I did not enter grad school in sociology with any kind of awareness of plastic surgery, or even really of beauty ideals and aesthetics, as the topics being of interest to study. I was more interested or insofar as I have narrowed down my interests at that point, it was thinking about the relationship between race and medicine and kind of how society mediated the relationship between those things and how technology mediated that relationship. So I majored in biology as an undergraduate, but discovered this subfield of Science and Technology Studies, which had a more critical eye to the production of knowledge. And genetics and genomics were very much the focus of a lot of that new research coming out in STS at that time. And so I had found this really late in my undergraduate years and had sort of been thinking about it afterwards, when I was working in public health. How is it that these statistics are being produced about racial disparities?

[ENTRIES SHOWN]
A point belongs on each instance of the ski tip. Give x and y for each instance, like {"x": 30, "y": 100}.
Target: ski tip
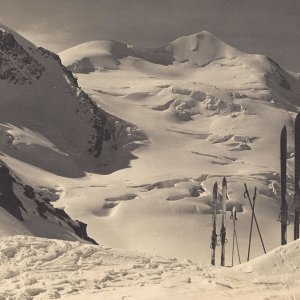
{"x": 215, "y": 186}
{"x": 283, "y": 129}
{"x": 297, "y": 118}
{"x": 224, "y": 181}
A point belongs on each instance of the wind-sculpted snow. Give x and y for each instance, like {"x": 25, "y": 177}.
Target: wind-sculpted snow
{"x": 49, "y": 122}
{"x": 35, "y": 268}
{"x": 206, "y": 109}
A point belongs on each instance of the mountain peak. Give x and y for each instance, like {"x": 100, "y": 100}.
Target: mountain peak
{"x": 201, "y": 48}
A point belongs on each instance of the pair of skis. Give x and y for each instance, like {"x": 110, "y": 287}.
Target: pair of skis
{"x": 284, "y": 207}
{"x": 214, "y": 236}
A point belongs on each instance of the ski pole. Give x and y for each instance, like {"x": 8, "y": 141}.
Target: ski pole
{"x": 234, "y": 239}
{"x": 223, "y": 226}
{"x": 246, "y": 195}
{"x": 251, "y": 226}
{"x": 214, "y": 232}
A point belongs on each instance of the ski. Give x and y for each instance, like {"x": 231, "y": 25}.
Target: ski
{"x": 297, "y": 177}
{"x": 214, "y": 229}
{"x": 234, "y": 237}
{"x": 223, "y": 226}
{"x": 284, "y": 207}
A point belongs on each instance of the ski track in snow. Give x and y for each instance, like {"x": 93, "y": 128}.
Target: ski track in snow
{"x": 36, "y": 268}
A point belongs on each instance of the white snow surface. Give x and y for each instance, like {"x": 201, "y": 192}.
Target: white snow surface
{"x": 212, "y": 112}
{"x": 36, "y": 268}
{"x": 208, "y": 111}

[STUDY QUESTIONS]
#1 Answer from the excerpt about entering grad school in sociology:
(a) What did the speaker major in as an undergraduate?
(b) What subfield did the speaker discover late in those undergraduate years?
(c) In what field was the speaker working afterwards?
#2 Continue the excerpt about entering grad school in sociology, starting after its final sentence.

[TASK-BY-TASK ANSWERS]
#1
(a) Biology.
(b) Science and Technology Studies (STS).
(c) Public health.

#2
In medicine, I worked in a tuberculosis clinic in Houston, actually, for the City of Houston Public Health Department in tuberculosis control, and there were funding sources that depended on different kinds of racial or ethnic communities. It was both a funding imperative to know what the racial disparities look like in this specific instance. And a kind of public health one, right? You want to know what the patterns actually were. But then figuring out how that worked on the ground? How do you decide what a refugee patient from Somalia, what race they are when, you know, they're confronted with a form with a bunch of categories they've never maybe encountered like Asian or Native American for the first time. That was a really interesting and ongoing practical challenge for people who are out there in the field delivering health care or doing contact investigations. 


I came into graduate school interested in that kind of translation process. How do you get you know, how are the statistics that reveal these trends on the broad level produced in the first place, and what are the consequences of choices in that structure? And so I was looking for a way to do this. I was interested in genetics and genomics, of course, were still something on my mind based on what I had encountered as an undergraduate and what was out there in the scholarship, in the talks that I was seeing. But I was taking a seminar on biomedicine and looking for case studies to write about for a seminar paper, and they came across an article in The New York Times about a phenomenon that the author called “ethnic plastic surgery.” And I'd never heard of this before, I hadn't thought a lot about plastic surgery, but it was very clear that this was different. It was a little bit more like my experience in Houston, with patients trying to navigate these categories and think about what they would mean for their own practical lives and a little bit less of the kind of top down genomics projects of scientists generating knowledge based on the US racial census categories.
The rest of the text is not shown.